**Entries supplied:**

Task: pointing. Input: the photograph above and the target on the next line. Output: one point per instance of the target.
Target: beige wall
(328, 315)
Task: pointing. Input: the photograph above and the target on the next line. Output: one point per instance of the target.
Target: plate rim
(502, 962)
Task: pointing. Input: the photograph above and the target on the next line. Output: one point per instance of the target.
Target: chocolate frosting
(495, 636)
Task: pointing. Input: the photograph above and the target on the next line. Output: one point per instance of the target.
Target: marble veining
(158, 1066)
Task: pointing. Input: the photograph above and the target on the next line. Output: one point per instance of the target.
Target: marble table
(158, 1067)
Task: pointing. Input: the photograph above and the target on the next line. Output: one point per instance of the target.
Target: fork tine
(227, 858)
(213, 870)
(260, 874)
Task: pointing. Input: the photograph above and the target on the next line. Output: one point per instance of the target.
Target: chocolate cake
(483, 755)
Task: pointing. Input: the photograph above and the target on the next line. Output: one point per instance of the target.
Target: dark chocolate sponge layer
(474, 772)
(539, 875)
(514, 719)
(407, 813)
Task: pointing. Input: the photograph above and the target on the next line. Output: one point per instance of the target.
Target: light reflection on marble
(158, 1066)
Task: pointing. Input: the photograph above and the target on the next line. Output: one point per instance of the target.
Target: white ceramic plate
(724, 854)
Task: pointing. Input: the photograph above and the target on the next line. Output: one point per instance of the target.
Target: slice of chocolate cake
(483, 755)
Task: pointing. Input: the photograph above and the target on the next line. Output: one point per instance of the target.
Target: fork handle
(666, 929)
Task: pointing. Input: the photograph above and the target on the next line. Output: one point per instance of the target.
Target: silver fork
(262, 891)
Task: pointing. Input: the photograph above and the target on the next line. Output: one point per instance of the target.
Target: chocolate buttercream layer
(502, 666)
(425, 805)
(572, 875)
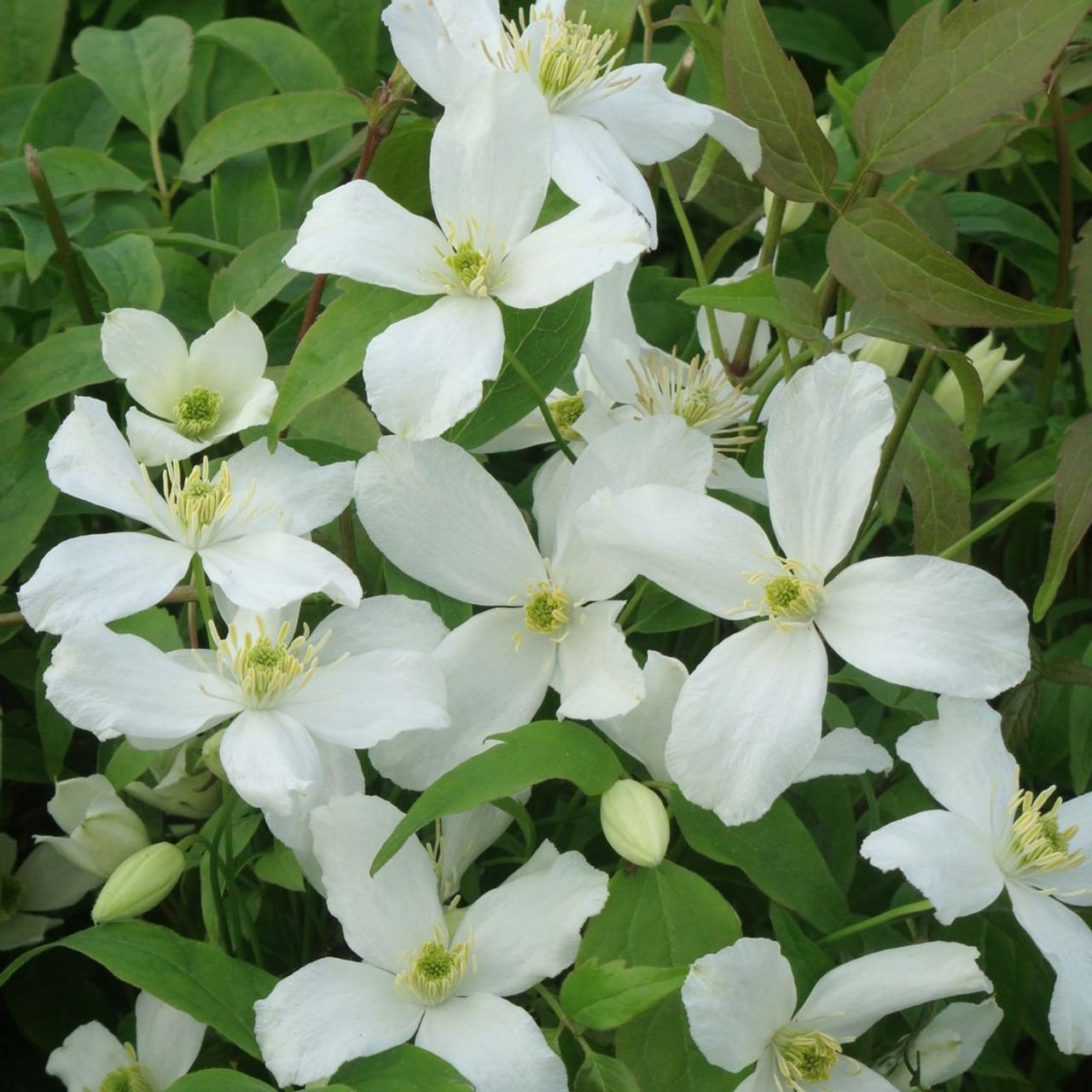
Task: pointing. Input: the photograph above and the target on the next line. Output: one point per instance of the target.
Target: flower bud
(139, 884)
(635, 822)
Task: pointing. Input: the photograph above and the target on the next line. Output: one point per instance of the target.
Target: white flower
(604, 117)
(991, 834)
(247, 523)
(443, 978)
(100, 830)
(44, 881)
(741, 1007)
(488, 176)
(195, 396)
(92, 1058)
(748, 720)
(288, 698)
(440, 517)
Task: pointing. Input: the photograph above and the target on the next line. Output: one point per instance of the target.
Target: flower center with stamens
(198, 412)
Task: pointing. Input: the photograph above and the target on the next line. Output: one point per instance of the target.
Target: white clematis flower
(421, 973)
(488, 171)
(741, 1007)
(440, 517)
(288, 698)
(604, 117)
(92, 1060)
(247, 522)
(194, 397)
(991, 834)
(919, 621)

**Written request:** Rewrite the lines above as a JSON list of strings, one string per line, omitting blank lines and leaving the pictures out of the result.

**Reply:**
[
  "Task: pointing. Input: the photograph above and the target on the next line. Output: one point per instance of the target.",
  "Target: beige wall",
  "(328, 315)",
  "Task: pointing. Input: the photograph above and the target on the next line. Output: one point per instance of the target.",
  "Target: plate rim",
  "(502, 962)",
  "Task: pointing. Input: the photograph above and the target on the next line. Output: one point per instance of the target.",
  "Target: chocolate frosting",
  "(495, 636)",
  "Task: pointing. Input: the photograph above and the target on the next line. Output: one point per instance of the target.",
  "Target: marble veining",
  "(158, 1066)",
  "Task: pointing. Input: the photograph above and the target on the next line. Output: one point per instance of the target.",
  "Target: marble table",
  "(158, 1067)",
  "Task: pointing. Input: the photograph above and the target on the next line. Output: one point per instance of the target.",
  "Target: fork tine",
  "(227, 858)",
  "(213, 870)",
  "(260, 874)",
  "Task: pointing. Input: the photograph above and the target on the next line. Output: one point per instance of the target.",
  "Target: chocolate cake",
  "(483, 755)",
  "Task: pointing. Input: the photograph above and the target on the next line. Output: one point per instance of the target.",
  "Target: dark chocolate sponge layer",
  "(474, 772)",
  "(539, 875)",
  "(514, 719)",
  "(407, 813)",
  "Task: pointing. Input: the photograph above and the target on the next line. Output: one point per instance of the target.",
  "Target: light reflection on marble",
  "(158, 1066)",
  "Task: pointing. Input: the photograph above and the target on the next line. Output: one point per instance of the target.",
  "Target: white ceramic plate",
  "(724, 854)",
  "Task: pointing. Input: the photograph above and the target on the next line. Output: one point per instance of the target.",
  "Target: slice of chocolate cake",
  "(483, 755)",
  "Task: pointing. Input: the photograph above and the target on the next line. Output: one point per instance of the target.",
  "Target: fork handle",
  "(666, 929)",
  "Task: pointing. Input: the photograph above and the target on the next line. Output: one point per instance of the target.",
  "Target: silver fork",
  "(262, 891)",
  "Task: pointing. Input: the photograph above and the target on the next line. Output: one point per instance of the target.",
  "Target: chocolate buttercream layer",
  "(502, 666)",
  "(425, 805)",
  "(572, 875)",
  "Task: pointing. Input: the photograph above and the target on the next line. Output: one point per instance of the target.",
  "Target: flower bud",
  "(139, 884)",
  "(635, 822)",
  "Task: pointing. Input: the photograph above and the target on the next line. Output: one point per instance of the target.",
  "Target: white flower",
  "(604, 117)",
  "(991, 834)",
  "(247, 523)",
  "(443, 978)",
  "(100, 830)",
  "(44, 881)",
  "(741, 1007)",
  "(488, 176)",
  "(195, 396)",
  "(92, 1058)",
  "(748, 720)",
  "(288, 698)",
  "(440, 517)",
  "Task: pointing. Input: the photograph above and the target on the next line. Output: one point per instance of the target.",
  "Target: flower center with stamens",
  "(198, 412)",
  "Task: pointing. Input: the photograph above and the target on the next line. Output: one point per instance of the target.",
  "Target: white clematis flower",
  "(421, 973)",
  "(488, 171)",
  "(741, 1007)",
  "(440, 517)",
  "(288, 698)",
  "(604, 117)",
  "(92, 1060)",
  "(247, 522)",
  "(194, 397)",
  "(991, 834)",
  "(919, 621)"
]